**What is needed**.
Your reply should be one number: how many lines of the material contain the word "contrail".

☆ ☆ ☆ ☆ ☆ ☆ ☆

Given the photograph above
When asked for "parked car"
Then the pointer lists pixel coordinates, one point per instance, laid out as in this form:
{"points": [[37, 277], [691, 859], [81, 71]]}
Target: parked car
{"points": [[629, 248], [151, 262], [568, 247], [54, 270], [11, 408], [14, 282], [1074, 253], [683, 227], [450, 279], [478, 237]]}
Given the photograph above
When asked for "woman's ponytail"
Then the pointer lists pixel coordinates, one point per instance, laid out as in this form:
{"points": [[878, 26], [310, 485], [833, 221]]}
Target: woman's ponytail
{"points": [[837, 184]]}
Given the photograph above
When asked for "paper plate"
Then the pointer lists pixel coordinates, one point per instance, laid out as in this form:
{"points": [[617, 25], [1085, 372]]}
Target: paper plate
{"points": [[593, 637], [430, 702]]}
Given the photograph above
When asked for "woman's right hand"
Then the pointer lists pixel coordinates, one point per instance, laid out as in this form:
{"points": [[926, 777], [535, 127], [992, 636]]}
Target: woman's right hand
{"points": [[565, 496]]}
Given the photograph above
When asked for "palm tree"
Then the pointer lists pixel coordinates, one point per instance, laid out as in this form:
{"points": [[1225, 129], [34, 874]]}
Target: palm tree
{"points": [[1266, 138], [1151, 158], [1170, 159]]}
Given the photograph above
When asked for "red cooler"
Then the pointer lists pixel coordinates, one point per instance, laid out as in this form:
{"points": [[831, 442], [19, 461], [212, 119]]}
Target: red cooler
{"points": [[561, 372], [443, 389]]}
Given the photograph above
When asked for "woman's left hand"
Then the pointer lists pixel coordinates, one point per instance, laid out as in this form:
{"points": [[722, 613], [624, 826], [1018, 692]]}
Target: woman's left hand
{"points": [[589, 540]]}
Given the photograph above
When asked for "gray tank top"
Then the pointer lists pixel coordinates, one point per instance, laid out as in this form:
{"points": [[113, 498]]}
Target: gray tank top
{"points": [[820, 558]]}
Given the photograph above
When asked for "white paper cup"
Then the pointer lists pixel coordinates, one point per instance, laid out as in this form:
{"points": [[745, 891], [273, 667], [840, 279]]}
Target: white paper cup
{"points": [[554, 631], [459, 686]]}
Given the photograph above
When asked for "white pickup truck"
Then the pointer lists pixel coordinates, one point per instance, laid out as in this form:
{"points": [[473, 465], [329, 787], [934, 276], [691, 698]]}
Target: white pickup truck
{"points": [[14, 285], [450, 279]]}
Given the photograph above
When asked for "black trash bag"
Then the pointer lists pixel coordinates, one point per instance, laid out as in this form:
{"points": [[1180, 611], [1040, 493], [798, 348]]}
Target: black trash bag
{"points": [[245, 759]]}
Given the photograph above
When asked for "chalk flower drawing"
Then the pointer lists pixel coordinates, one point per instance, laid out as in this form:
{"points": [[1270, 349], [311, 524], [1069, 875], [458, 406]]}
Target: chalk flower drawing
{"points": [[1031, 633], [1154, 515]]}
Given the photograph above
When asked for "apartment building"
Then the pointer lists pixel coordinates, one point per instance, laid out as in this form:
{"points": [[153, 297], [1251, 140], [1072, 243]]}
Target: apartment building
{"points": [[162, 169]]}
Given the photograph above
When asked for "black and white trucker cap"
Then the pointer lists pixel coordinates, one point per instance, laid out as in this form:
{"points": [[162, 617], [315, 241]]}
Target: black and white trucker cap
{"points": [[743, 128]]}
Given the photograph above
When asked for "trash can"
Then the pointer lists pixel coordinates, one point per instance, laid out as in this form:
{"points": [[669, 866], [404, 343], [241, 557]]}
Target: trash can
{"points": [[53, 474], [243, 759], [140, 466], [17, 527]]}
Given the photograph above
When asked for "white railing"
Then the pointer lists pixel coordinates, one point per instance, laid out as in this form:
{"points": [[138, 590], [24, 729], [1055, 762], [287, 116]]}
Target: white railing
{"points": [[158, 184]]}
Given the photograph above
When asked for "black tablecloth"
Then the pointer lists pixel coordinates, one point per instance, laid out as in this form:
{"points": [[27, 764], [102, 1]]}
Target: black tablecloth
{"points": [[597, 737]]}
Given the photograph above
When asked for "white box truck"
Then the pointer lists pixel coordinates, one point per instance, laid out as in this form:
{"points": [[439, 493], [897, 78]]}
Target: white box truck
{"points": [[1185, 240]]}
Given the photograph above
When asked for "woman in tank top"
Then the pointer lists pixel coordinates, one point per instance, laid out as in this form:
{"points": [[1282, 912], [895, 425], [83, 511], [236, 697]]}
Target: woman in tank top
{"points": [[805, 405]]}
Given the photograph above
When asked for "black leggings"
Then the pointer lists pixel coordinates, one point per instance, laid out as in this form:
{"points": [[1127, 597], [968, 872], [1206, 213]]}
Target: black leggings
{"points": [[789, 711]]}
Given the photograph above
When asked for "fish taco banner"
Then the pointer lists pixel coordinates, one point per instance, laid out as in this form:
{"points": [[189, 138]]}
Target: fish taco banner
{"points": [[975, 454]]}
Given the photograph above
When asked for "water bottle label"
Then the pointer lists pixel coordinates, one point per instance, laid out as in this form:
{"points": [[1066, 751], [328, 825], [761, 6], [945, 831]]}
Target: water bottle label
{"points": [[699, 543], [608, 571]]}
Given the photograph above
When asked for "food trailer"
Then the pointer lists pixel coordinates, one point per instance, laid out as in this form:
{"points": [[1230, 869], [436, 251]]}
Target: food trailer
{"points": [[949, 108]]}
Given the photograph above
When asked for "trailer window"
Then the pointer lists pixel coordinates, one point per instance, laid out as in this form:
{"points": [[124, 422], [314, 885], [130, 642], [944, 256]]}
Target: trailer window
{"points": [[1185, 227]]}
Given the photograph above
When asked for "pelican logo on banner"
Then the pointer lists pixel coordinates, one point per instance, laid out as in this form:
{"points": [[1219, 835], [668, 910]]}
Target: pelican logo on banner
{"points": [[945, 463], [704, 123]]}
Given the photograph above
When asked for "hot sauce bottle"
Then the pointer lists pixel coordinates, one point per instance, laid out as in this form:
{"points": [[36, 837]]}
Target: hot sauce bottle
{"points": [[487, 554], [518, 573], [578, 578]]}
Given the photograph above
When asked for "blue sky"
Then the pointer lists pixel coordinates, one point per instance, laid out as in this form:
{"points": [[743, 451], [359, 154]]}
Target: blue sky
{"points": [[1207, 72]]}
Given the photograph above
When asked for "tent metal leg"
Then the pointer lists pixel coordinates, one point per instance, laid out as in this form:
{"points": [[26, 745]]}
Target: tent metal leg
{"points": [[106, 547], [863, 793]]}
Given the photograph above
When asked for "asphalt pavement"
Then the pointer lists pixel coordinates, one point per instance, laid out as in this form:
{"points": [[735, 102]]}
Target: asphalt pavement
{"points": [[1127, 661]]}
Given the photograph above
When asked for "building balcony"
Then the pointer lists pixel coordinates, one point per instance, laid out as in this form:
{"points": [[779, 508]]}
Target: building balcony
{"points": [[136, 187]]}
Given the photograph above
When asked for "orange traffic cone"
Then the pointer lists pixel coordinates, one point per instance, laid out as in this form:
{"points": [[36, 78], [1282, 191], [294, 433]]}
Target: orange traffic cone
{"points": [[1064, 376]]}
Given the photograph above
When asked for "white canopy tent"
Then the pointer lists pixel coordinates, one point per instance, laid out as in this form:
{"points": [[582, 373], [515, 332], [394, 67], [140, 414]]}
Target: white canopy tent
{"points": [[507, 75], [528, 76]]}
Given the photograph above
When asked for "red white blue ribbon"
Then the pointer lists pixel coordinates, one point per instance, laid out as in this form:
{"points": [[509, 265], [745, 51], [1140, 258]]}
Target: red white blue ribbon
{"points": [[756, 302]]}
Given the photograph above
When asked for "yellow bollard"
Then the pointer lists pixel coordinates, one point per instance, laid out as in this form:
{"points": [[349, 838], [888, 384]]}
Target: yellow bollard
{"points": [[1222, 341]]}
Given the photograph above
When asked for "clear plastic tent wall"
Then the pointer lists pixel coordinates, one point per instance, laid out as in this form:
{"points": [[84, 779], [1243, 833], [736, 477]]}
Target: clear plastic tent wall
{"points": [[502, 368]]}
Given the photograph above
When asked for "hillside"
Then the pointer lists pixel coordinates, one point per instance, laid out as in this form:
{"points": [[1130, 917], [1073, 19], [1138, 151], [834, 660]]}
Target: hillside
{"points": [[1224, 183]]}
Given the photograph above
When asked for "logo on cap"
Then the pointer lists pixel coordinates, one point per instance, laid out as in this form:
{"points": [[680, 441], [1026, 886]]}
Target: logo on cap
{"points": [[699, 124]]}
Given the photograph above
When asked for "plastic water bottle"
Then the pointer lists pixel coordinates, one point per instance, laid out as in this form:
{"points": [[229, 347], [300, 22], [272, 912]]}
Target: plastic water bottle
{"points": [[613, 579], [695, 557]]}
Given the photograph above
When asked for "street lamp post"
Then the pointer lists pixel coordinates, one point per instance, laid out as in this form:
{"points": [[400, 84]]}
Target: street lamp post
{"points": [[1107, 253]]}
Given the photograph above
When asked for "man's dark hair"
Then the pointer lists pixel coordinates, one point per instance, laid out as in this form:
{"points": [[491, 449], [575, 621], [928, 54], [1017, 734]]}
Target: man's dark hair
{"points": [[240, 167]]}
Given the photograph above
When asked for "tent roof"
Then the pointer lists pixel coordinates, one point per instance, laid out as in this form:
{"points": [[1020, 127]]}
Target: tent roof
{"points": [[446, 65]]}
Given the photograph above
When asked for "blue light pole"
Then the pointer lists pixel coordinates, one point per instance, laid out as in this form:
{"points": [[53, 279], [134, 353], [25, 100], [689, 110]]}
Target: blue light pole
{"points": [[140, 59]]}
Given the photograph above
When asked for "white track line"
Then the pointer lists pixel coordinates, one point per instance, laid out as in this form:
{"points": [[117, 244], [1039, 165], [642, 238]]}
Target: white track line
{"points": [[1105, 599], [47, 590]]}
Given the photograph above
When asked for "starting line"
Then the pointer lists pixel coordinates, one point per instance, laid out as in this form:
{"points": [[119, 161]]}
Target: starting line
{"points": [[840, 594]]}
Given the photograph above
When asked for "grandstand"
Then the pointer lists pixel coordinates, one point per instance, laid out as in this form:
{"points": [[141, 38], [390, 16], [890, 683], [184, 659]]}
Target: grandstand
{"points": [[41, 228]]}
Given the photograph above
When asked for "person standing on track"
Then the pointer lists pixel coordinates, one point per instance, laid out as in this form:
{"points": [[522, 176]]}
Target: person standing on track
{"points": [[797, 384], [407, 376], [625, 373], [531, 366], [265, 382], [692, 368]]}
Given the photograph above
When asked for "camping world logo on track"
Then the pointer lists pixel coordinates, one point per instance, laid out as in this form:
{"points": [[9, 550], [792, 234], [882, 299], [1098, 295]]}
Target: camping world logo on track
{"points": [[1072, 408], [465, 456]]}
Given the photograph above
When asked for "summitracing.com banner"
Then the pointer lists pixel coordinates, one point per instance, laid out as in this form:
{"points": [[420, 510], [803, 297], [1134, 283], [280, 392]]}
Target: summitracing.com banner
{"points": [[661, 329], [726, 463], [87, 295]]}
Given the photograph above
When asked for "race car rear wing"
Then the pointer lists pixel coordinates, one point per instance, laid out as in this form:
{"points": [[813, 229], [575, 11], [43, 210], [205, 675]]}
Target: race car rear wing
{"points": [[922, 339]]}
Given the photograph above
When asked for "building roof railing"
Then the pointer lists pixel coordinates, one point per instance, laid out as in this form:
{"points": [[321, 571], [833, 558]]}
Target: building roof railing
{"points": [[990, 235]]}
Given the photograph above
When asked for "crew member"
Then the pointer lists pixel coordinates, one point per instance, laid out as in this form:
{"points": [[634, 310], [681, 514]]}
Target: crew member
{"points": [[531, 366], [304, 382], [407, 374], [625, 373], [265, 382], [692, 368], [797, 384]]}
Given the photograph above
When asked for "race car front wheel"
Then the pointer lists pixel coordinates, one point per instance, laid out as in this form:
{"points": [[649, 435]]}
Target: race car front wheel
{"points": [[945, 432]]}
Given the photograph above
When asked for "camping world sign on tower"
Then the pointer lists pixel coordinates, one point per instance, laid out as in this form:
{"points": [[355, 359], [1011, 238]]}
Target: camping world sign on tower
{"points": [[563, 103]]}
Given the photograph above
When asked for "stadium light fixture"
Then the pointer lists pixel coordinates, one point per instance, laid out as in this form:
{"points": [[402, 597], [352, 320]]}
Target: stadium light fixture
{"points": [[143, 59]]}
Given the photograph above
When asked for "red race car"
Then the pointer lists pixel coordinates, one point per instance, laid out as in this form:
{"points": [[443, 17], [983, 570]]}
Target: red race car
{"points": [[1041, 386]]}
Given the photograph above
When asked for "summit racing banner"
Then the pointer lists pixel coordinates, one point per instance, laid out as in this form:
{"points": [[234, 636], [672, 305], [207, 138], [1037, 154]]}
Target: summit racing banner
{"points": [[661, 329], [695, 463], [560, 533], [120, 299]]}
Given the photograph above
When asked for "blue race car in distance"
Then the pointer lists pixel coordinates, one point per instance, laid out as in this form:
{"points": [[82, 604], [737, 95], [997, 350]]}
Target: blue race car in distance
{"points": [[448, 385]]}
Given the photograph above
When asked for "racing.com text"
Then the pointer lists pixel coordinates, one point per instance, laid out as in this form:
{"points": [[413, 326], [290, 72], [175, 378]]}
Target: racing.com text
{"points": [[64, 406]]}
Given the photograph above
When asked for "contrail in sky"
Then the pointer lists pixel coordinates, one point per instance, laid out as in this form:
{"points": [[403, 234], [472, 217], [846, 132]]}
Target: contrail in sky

☆ ☆ ☆ ☆ ☆ ☆ ☆

**Result for this task**.
2